## Problem to work on:
Each entry that follows must be output without any deviation.

....................

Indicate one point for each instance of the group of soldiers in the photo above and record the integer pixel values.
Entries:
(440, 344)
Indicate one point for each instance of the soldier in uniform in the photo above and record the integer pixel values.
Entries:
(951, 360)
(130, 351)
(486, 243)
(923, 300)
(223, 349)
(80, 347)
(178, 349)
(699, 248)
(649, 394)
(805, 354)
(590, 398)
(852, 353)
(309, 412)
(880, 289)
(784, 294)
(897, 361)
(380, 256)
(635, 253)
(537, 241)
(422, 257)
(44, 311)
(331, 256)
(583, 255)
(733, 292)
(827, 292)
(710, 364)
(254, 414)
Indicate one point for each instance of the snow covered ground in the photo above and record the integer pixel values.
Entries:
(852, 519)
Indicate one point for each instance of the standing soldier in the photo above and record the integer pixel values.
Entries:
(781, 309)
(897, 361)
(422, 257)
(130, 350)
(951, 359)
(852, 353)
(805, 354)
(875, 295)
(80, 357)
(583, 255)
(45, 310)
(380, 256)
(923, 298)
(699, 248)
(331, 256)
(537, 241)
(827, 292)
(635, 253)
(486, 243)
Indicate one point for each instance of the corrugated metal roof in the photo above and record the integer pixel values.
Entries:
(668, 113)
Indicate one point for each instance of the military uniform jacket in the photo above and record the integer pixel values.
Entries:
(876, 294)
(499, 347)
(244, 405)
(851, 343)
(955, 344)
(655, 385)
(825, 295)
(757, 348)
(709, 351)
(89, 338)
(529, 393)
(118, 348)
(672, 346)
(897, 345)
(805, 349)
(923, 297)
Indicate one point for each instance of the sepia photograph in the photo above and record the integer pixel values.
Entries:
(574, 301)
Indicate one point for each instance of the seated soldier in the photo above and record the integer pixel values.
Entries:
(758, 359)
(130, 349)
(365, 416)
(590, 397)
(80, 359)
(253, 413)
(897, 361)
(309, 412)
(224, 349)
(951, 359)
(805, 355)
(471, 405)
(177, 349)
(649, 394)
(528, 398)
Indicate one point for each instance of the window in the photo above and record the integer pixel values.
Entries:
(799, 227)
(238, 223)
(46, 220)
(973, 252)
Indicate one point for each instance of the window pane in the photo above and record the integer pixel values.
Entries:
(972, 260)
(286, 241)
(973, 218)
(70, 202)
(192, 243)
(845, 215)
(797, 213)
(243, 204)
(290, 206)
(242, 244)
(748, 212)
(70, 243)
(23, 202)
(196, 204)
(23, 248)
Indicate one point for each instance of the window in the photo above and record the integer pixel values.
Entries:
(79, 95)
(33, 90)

....................

## In response:
Indicate one point for each instance of the group of soldiers in the photo above and record the integer pixel values.
Entries:
(440, 344)
Indicate one point for each instance of the soldier in uniform in the photo above and record the integer pixel values.
Entries:
(951, 360)
(130, 351)
(486, 243)
(923, 300)
(223, 349)
(80, 347)
(178, 349)
(699, 248)
(649, 394)
(805, 354)
(590, 398)
(852, 353)
(309, 412)
(880, 289)
(784, 294)
(897, 361)
(380, 256)
(635, 253)
(537, 241)
(422, 257)
(44, 311)
(331, 256)
(583, 255)
(733, 292)
(827, 292)
(710, 364)
(254, 414)
Indicate one point for each instance of the snow covered ground in the photo above and record the integer pixel values.
Entries:
(852, 519)
Indicate one point for each instance of the standing soldier in the photo above and record the integer pixel values.
Entries:
(781, 309)
(897, 361)
(422, 257)
(130, 350)
(951, 359)
(852, 353)
(805, 354)
(875, 295)
(80, 357)
(583, 255)
(45, 310)
(380, 256)
(923, 298)
(699, 248)
(331, 256)
(537, 241)
(827, 292)
(635, 253)
(486, 243)
Indicate one point for each instance of the corrugated metal roof in the photo above and record the integer pixel values.
Entries:
(668, 113)
Indicate one point for each instance of the military uniform jacket in the photo above and record the integer pixel values.
Entries:
(876, 294)
(499, 347)
(244, 405)
(851, 343)
(955, 344)
(655, 385)
(825, 295)
(757, 348)
(709, 351)
(89, 338)
(529, 393)
(118, 348)
(672, 346)
(897, 345)
(805, 349)
(923, 297)
Indicate one point for each instance of the sepia photograph in the photo above and record the integer pixel values.
Entries:
(574, 301)
Indicate one point for each instance of the seated soldier in the photo above and record the integer pixel values.
Entries:
(758, 359)
(130, 349)
(365, 416)
(590, 397)
(80, 359)
(253, 413)
(897, 361)
(309, 412)
(224, 349)
(951, 359)
(805, 355)
(471, 405)
(177, 349)
(649, 394)
(528, 398)
Indicate one point for each instance of the window in the photo above and record the integer pixel values.
Entries:
(799, 227)
(238, 223)
(46, 220)
(973, 252)
Indicate one point for each instance of the window pane in the photo above and record the integer pixel values.
Entries:
(972, 260)
(286, 241)
(973, 218)
(70, 202)
(192, 243)
(845, 215)
(797, 213)
(243, 204)
(290, 206)
(242, 244)
(748, 212)
(70, 243)
(23, 202)
(196, 204)
(23, 248)
Indicate one point for each instance of the window in the photo above and record the integer pixel values.
Entries:
(79, 95)
(33, 90)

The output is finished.